- [INSTRUCTIONS FOR THE TASK]: Extract each line of the listing that contains the string "dark", matching case exactly.

───── ENTRIES PROVIDED

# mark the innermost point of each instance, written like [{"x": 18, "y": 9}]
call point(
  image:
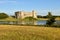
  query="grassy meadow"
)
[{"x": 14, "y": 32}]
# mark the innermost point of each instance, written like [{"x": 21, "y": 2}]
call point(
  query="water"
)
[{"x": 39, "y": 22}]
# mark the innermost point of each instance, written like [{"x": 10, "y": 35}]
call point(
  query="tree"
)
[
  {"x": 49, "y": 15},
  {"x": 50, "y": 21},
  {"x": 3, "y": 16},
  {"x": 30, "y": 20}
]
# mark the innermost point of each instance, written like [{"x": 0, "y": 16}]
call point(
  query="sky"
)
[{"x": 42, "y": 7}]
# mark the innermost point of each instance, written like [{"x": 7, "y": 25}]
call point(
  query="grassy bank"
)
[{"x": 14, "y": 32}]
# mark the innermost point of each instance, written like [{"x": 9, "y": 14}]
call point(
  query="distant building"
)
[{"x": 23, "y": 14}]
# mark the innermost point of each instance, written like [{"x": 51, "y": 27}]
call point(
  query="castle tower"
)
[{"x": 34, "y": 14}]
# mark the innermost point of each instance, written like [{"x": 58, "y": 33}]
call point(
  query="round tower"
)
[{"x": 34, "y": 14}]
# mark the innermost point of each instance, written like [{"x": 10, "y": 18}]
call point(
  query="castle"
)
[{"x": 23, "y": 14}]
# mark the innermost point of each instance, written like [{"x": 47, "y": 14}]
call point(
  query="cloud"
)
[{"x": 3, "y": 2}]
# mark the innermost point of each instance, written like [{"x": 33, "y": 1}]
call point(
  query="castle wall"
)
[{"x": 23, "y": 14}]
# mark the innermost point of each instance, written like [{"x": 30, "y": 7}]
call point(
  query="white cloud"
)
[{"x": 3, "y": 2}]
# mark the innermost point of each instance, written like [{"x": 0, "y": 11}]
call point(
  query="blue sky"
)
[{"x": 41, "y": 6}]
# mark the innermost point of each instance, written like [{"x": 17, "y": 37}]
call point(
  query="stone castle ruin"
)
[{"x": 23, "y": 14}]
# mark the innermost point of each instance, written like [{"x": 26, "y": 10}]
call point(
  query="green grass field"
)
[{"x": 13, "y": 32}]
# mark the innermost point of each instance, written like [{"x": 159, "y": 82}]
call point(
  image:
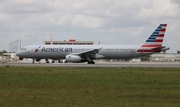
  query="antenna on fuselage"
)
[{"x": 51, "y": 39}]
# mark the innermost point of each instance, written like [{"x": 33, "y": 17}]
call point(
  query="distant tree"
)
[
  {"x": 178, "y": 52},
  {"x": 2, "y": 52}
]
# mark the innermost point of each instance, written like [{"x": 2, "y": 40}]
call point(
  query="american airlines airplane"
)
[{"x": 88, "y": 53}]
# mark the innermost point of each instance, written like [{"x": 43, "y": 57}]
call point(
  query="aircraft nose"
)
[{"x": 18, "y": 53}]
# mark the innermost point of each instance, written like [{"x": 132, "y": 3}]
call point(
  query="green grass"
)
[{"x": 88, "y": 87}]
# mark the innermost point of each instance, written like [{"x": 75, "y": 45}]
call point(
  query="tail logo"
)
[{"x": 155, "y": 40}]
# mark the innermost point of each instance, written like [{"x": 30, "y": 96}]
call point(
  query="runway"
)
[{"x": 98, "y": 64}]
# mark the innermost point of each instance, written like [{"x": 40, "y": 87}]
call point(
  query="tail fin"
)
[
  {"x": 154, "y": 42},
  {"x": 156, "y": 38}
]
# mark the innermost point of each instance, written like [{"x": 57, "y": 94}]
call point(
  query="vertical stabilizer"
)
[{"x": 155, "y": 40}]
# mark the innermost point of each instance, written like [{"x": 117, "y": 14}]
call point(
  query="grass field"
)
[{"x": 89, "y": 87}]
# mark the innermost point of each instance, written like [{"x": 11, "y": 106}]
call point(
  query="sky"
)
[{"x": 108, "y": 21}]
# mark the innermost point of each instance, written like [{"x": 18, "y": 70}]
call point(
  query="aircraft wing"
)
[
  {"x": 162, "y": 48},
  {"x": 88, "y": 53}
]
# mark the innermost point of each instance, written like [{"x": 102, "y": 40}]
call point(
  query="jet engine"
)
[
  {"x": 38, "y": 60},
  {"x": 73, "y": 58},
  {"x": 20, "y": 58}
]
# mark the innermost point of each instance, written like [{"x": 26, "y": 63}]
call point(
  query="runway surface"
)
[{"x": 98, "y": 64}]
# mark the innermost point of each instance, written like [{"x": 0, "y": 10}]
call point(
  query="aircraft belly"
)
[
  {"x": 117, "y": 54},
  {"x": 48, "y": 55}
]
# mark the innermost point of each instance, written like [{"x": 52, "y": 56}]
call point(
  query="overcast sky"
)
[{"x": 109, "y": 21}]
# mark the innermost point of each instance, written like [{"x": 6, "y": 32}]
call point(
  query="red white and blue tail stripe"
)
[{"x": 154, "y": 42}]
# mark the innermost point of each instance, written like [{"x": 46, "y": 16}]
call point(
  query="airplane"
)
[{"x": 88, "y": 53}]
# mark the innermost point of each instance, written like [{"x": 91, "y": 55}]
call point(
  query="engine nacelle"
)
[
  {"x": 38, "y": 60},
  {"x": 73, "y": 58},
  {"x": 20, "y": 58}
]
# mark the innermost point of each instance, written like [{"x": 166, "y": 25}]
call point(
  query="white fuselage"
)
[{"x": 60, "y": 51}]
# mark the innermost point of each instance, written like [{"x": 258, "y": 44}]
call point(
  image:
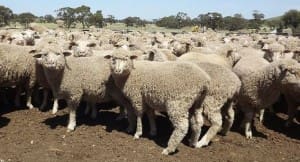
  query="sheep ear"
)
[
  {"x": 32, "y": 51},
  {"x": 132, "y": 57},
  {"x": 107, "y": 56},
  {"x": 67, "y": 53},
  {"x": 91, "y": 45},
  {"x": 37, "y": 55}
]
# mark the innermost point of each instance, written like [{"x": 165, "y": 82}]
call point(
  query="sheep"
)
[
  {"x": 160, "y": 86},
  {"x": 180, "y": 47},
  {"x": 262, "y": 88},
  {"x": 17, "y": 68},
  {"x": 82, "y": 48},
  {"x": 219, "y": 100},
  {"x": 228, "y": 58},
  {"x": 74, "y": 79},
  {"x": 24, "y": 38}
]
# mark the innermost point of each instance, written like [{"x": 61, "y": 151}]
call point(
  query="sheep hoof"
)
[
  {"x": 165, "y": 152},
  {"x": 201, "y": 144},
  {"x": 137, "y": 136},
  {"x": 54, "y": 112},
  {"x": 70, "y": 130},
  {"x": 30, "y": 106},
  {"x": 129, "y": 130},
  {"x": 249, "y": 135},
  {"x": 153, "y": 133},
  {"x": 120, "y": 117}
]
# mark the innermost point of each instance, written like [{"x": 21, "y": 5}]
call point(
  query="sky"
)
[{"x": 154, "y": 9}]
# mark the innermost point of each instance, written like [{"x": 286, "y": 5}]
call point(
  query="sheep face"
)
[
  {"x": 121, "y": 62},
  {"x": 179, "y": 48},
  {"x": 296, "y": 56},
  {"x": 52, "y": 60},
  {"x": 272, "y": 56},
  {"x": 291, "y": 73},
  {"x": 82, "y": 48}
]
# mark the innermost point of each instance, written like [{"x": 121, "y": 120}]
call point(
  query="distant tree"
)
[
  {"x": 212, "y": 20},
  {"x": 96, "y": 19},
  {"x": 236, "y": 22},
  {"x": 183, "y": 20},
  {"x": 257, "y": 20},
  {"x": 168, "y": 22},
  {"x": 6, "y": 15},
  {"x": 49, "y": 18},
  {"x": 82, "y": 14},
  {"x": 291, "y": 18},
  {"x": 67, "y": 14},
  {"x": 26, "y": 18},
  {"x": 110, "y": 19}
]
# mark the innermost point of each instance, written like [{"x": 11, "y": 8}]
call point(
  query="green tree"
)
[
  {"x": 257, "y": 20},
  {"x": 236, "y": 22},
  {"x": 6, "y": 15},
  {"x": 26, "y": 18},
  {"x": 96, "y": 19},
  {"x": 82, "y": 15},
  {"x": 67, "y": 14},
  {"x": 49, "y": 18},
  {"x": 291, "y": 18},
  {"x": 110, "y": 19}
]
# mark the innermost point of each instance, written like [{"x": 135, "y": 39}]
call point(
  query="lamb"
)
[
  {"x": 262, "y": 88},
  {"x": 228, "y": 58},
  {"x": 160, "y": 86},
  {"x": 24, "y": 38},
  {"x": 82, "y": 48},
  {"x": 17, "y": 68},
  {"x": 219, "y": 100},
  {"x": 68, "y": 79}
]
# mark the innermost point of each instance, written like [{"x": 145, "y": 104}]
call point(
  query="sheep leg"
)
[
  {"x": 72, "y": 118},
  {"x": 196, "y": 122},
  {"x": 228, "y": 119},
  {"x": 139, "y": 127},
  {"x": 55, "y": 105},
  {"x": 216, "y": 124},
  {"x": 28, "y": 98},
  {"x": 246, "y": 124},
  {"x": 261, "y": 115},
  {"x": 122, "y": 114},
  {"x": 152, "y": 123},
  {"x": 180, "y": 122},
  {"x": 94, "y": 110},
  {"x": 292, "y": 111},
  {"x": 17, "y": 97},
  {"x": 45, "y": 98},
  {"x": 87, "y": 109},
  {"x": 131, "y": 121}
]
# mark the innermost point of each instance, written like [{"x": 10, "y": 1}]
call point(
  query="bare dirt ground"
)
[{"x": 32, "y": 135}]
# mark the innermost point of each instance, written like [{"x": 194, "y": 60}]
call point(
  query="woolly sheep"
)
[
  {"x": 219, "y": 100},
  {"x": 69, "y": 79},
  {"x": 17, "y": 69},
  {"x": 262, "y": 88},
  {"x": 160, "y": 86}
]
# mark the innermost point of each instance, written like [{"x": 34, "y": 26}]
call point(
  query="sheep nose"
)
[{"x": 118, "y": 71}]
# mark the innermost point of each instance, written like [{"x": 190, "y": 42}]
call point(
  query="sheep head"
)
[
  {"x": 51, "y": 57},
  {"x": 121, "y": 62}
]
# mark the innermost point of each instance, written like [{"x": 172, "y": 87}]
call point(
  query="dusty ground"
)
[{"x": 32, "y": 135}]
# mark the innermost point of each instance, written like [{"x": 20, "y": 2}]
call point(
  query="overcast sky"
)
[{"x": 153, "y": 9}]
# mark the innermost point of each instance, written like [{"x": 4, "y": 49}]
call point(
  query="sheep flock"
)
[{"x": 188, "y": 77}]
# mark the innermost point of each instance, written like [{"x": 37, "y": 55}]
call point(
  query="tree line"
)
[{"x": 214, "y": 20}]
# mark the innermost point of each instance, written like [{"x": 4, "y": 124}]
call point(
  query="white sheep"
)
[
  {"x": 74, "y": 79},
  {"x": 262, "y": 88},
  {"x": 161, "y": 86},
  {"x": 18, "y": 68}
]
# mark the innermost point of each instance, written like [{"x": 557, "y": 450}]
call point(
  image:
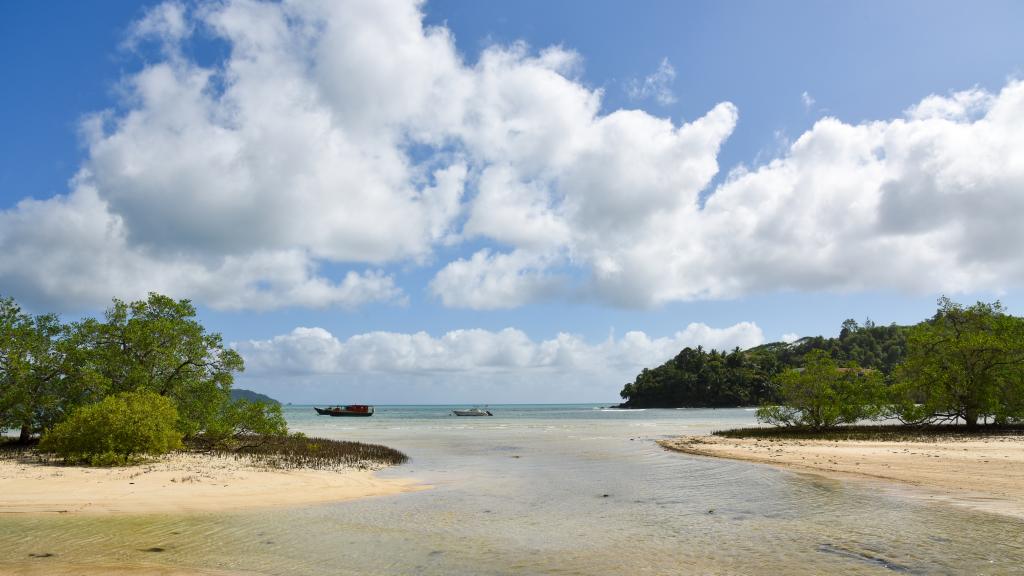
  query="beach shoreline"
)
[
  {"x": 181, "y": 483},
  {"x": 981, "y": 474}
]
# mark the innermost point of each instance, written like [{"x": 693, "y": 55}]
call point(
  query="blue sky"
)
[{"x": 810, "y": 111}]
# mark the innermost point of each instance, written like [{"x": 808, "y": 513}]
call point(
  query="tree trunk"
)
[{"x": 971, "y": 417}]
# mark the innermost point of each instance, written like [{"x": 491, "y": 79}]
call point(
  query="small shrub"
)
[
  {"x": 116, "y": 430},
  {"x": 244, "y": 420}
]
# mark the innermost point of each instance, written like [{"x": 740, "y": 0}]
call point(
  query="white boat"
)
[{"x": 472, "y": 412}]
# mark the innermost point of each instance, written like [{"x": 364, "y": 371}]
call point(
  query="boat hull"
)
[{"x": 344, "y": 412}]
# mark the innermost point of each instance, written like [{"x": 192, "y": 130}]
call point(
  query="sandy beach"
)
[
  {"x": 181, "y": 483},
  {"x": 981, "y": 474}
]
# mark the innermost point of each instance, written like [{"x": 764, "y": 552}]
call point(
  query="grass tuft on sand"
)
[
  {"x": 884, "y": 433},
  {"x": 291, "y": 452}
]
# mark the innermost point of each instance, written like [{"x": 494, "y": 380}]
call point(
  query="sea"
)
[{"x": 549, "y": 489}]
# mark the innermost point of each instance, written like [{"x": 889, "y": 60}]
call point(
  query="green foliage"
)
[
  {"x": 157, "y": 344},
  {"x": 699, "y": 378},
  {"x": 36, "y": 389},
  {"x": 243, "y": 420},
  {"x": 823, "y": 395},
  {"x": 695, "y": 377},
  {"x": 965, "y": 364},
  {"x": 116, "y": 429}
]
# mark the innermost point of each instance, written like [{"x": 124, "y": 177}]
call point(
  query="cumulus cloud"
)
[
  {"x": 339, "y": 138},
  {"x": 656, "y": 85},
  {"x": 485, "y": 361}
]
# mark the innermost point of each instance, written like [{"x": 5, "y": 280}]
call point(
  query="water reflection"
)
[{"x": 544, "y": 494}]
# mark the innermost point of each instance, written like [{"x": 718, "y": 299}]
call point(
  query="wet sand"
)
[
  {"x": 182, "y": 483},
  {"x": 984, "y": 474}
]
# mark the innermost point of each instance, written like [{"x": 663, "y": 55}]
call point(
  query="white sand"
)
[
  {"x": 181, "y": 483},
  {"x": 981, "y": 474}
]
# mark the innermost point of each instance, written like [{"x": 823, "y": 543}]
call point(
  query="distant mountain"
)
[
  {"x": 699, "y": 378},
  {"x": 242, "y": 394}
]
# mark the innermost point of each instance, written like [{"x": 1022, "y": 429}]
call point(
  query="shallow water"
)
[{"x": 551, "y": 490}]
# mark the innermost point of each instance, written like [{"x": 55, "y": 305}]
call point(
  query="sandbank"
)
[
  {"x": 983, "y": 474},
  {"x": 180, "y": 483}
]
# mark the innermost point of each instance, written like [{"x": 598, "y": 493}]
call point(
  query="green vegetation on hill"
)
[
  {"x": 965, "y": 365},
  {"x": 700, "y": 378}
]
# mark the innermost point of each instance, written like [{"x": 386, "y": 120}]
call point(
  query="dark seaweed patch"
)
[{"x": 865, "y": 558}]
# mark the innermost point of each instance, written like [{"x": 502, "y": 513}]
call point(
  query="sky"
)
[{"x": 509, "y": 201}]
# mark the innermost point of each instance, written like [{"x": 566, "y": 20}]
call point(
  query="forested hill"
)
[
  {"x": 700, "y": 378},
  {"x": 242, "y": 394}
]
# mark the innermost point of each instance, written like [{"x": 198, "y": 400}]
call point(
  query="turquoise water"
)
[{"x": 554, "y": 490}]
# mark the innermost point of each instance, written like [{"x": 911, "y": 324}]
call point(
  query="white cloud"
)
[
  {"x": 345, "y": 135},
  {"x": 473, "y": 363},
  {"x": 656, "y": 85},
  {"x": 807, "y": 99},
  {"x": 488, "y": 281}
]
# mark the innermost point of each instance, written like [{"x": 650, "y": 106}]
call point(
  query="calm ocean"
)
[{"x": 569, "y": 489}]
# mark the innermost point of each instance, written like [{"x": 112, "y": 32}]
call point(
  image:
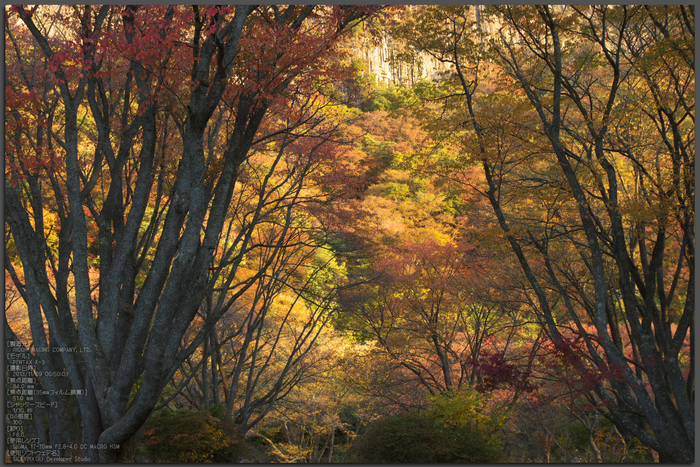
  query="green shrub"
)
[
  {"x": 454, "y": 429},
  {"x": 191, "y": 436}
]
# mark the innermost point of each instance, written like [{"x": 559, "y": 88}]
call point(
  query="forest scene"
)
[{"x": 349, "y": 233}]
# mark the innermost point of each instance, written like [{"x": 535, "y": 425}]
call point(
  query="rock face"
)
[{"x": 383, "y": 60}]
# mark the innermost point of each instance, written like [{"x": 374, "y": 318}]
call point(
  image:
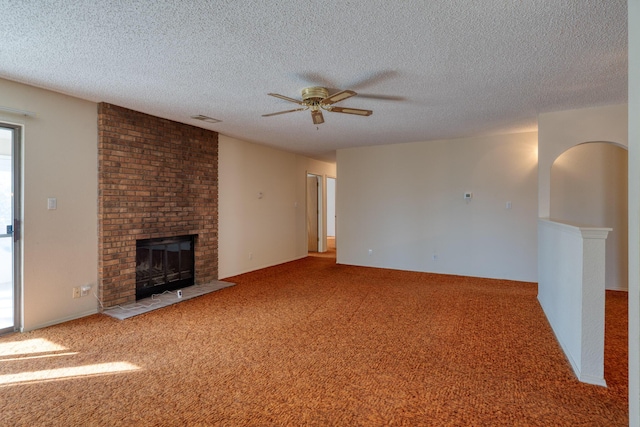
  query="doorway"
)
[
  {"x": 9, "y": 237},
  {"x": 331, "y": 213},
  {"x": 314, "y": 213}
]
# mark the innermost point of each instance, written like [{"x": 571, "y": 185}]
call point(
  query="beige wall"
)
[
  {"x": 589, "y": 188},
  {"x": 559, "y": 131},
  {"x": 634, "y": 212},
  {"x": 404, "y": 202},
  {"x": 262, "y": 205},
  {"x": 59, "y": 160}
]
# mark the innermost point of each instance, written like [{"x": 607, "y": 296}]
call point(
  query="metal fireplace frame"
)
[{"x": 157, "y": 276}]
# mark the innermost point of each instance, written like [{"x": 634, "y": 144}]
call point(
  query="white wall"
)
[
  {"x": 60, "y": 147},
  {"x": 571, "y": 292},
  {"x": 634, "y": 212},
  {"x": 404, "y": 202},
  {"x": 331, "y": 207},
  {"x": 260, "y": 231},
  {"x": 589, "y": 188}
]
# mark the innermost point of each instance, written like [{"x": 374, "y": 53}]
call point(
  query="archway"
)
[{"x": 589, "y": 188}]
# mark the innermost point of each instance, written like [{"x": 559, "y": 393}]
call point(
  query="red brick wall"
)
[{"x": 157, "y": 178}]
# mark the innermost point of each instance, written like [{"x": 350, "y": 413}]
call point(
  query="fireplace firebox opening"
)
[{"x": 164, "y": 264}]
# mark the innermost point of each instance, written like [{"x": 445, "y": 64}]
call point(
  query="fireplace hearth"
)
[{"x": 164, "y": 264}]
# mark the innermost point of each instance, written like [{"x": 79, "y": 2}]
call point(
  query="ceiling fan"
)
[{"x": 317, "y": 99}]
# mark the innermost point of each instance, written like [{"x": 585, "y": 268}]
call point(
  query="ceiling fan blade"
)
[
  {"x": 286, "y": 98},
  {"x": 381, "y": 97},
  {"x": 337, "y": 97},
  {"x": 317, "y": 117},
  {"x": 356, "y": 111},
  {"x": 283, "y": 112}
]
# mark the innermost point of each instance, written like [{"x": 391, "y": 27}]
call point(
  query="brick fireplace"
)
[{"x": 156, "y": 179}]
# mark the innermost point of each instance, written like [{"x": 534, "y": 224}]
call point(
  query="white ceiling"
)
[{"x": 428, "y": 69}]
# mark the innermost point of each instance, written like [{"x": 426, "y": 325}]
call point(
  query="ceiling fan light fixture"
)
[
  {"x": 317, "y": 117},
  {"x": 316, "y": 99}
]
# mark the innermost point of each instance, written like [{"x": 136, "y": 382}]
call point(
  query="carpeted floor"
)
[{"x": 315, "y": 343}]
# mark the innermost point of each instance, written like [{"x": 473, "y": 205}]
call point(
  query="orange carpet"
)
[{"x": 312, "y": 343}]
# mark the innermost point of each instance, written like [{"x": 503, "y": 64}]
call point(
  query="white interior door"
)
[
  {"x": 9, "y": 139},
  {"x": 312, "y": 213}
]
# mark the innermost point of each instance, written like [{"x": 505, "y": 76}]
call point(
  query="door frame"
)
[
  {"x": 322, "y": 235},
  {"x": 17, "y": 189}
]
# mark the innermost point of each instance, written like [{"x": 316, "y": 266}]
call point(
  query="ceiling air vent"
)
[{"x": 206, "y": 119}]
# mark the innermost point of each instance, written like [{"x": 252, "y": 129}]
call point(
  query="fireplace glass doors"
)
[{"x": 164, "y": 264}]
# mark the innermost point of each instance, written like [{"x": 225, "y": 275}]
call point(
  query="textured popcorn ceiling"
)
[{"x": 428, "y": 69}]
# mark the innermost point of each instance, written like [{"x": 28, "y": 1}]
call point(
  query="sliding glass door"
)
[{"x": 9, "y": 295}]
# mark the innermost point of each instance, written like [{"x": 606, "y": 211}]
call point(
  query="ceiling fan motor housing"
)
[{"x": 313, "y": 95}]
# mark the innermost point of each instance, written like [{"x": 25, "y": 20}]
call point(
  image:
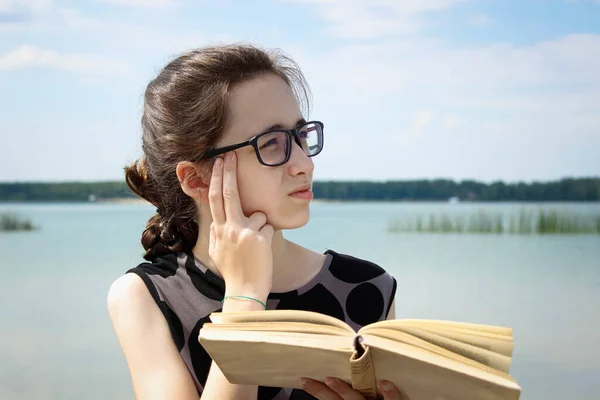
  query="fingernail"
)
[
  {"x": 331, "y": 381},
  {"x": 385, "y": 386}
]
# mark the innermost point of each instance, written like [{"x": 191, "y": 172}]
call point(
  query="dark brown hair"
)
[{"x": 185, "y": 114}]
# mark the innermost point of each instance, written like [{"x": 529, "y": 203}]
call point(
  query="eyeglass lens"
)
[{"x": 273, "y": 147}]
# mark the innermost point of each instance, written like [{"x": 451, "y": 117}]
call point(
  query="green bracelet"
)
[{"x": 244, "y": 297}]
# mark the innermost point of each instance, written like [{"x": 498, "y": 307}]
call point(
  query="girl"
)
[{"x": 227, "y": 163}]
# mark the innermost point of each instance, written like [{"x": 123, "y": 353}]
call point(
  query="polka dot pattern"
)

──────────

- [SOLUTION TO THIS PROBLEM]:
  query="dark seaweed patch"
  query="dark brown hair"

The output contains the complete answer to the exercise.